** start **

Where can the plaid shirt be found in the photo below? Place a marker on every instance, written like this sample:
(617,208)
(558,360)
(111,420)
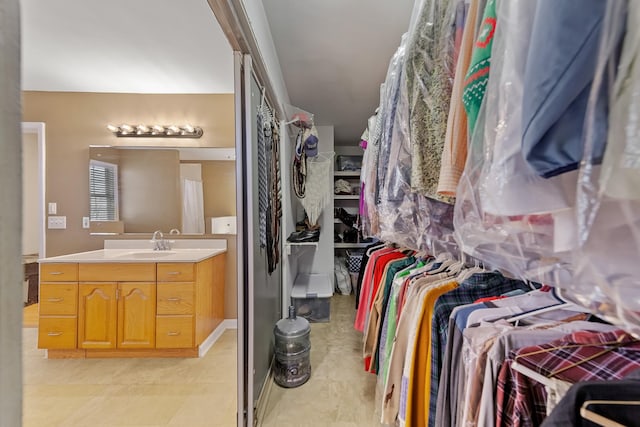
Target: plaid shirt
(479,285)
(520,401)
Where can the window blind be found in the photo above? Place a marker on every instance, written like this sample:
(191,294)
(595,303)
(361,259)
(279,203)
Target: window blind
(103,188)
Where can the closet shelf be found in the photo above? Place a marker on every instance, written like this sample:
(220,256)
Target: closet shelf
(289,245)
(351,245)
(346,173)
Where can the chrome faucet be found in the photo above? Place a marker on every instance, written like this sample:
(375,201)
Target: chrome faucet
(159,244)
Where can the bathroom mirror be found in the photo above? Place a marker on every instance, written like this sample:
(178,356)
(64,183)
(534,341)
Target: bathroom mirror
(143,189)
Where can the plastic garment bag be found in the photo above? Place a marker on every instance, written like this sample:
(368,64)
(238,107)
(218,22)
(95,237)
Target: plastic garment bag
(606,266)
(405,217)
(428,76)
(505,214)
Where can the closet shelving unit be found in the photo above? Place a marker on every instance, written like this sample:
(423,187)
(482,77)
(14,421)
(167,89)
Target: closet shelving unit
(349,202)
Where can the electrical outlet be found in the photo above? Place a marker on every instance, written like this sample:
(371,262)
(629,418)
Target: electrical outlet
(57,222)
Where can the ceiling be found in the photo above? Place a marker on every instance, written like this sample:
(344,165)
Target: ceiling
(333,53)
(125,46)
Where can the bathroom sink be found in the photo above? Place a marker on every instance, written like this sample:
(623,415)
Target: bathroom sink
(148,254)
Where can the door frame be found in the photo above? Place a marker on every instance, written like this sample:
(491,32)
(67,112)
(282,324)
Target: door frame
(38,129)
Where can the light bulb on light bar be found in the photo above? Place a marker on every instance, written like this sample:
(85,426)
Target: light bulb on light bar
(126,129)
(157,131)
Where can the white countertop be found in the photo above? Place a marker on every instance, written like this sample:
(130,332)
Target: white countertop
(127,251)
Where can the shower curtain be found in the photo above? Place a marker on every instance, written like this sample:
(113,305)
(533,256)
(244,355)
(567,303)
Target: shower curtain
(192,207)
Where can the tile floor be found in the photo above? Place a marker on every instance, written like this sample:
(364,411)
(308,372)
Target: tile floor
(130,392)
(339,393)
(200,392)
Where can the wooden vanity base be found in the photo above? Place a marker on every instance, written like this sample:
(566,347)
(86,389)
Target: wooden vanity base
(108,354)
(131,310)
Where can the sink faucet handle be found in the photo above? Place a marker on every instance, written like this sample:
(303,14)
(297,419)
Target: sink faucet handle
(158,244)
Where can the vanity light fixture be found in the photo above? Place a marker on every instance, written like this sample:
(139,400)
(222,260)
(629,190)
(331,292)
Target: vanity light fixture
(155,131)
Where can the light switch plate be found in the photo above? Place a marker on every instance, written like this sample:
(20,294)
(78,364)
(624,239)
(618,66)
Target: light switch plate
(57,222)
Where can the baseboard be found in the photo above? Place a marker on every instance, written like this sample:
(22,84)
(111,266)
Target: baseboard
(215,335)
(263,399)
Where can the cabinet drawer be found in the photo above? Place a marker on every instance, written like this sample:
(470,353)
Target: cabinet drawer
(174,332)
(176,272)
(57,332)
(117,272)
(58,299)
(175,298)
(58,272)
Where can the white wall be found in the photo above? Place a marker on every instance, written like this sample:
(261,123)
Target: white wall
(262,32)
(30,195)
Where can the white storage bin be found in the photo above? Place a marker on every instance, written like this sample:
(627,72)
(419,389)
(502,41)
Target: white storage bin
(311,296)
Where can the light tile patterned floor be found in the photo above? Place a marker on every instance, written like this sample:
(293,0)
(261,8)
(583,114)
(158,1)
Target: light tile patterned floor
(200,392)
(130,392)
(339,393)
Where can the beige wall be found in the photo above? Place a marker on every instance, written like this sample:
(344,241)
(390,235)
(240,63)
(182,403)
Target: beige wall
(76,120)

** end **

→ **Short exercise**:
Copy the rows from the line with "Where can the cabinet" through the end of the rows, switching "storage bin" to "storage box" and changing nothing else.

→ **Written response**:
Where can the cabinet drawer be found in the photo above? Place a marker on every instance, written like this sample:
(470,353)
Target: cabinet drawer
(174,332)
(176,272)
(57,332)
(117,272)
(58,299)
(175,298)
(58,272)
Where can the white wall be found in the photo above? Place a marker on every instance, written like this sample:
(261,123)
Target: white wall
(262,32)
(30,195)
Where can the white storage box be found in the photo above? Place a marker on every instance, written like this sample:
(627,72)
(419,389)
(502,41)
Target: white storage box
(311,296)
Where can the light tile patterned floor be found in the photo above? Place a marker on every instance, written like this sample:
(293,0)
(261,8)
(583,114)
(158,1)
Target: light tile patterned floor
(200,392)
(130,392)
(339,393)
Where can the beige wall be found in the photo above? Place a marker on every instance, written like this sample:
(344,241)
(390,235)
(240,63)
(182,403)
Target: beige wall
(76,120)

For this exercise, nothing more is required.